_Things to do_.
[a] Duplicate a passage from the XOR linked list thread: begin at the words that have "XOR linked lists" and stop after "saved with launder?".
[b] In the thread on XOR linked lists in C++17, what does the asker say is kept at each node instead of two pointers?
[c] Resume the thread on XOR linked lists in C++17 from the point where it stops.

4

XOR linked lists use pointer arithmetic in a way that looks suspicious to me given the changes in semantics introduced in C++17 (and discussed e.g. in Is a pointer with the right address and type still always a valid pointer since C++17?). Do they cause undefined behavior now? If so, can they be saved with launder?

EDIT:

The Wikipedia article contains just a short note about converting between pointers and integers. I tacitly assumed (and now am making it explicitly stated) that the pointers are first converted to and integer type of sufficient size to fit them, then XORing is done on the integers. The properties of XOR listed under Theory of operation thus guarantee that only integers obtained once from pointers will be converted back to them. The actual mapping from pointers to integers can be, per the standard, an arbitrary injection. I don't rely on any assumption beyond that.

Does the standard allow to use them and access the still existing objects? Before C++17? Since C++17?

ByteEater
  • 885
  • 4
  • 13
  • 5
    First question: Why would you want to? – tadman Jul 13 '23 at 22:08
  • As a particular C++ implementation, GCC [says](https://gcc.gnu.org/onlinedocs/gcc/Arrays-and-pointers-implementation.html) that you "may not use integer arithmetic to avoid the undefined behavior of pointer arithmetic", but I'm unsure, if it's applicable to the situation with XOR. I think it very depends on the definition of "casting from pointer to integer and back again" – oficsu Jul 13 '23 at 22:10
  • In C I think you are fine if you use `uintptr_t`. Not sure if C++ is the same. – Nate Eldredge Jul 13 '23 at 22:43
  • 1
    @oficsu: That note is in reference to using arithmetic to produce a *different* pointer than the one you started with. In this case, the arithmetic gets us back the *same* pointer. – Nate Eldredge Jul 13 '23 at 22:43
  • The comments under the question claim that compilers didn't actually allow it (i.e. ignoring pointer provenance) before, so if it worked back then, it will surely work now. Side note: it seems the standard is slowly adjusting (relaxing) pointer/lifetime rules to match what the compilers are actually doing, not the other way around. – HolyBlackCat Jul 13 '23 at 22:50
  • I've edited the question and explained that I mean converting to and from integers and dereferencing as the operations involving pointers; the XORing is on integers (of a large enough type). – ByteEater Jul 14 '23 at 03:01
  • @tadman, it's an optimization, you keep one integer instead of two pointers at each node. Also, as a learning experience. – ByteEater Jul 14 '23 at 03:04
  • 1
    @tadman just to see if it can be done, of course :) – Jeremy Friesner Jul 14 '23 at 03:08

3 Answers3

5

It's implementation-defined, and still valid in C++17, at least for GCC. You cannot perform an xor operation between two pointers directly; you would have to go through reinterpret_cast<std::intptr_t>. The effect of this conversion (and back) is implementation-defined.

_Given data_.
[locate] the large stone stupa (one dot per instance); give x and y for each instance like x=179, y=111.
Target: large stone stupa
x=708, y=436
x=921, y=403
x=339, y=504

_Set of answers_.
[a]
XOR linked lists use pointer arithmetic in a way that looks suspicious to me given the changes in semantics introduced in C++17 (and discussed e.g. in Is a pointer with the right address and type still always a valid pointer since C++17?). Do they cause undefined behavior now? If so, can they be saved with launder?

[b] One integer.

[c]
Implementation-defined means that the compiler must document what happens. What GCC provides is:

A cast from pointer to integer discards [...], otherwise the bits are unchanged.

A cast from integer to pointer discards [...], otherwise the bits are unchanged.

When casting from pointer to integer and back again, the resulting pointer must reference the same object as the original pointer, otherwise the behavior is undefined.

See https://gcc.gnu.org/onlinedocs/gcc/Arrays-and-pointers-implementation.html

From this description, we can conclude that:

  1. the user ensures that the object at the address stays the same between storing pointers in an XOR list and retrieving them
    • if the pointed-to object changes during this process, casting the integer back to a pointer is undefined behavior
  2. converting one past the end pointers, null pointers, and invalid pointers back and forth isn't explained here, but "preserves the value" according to the C++ standard

Implications for an XOR-list

Generally, this should make XOR-lists implementable, as long as we reproduce the same pointers that we stored, and don't "rug pull" nodes while there are XORed pointers to them.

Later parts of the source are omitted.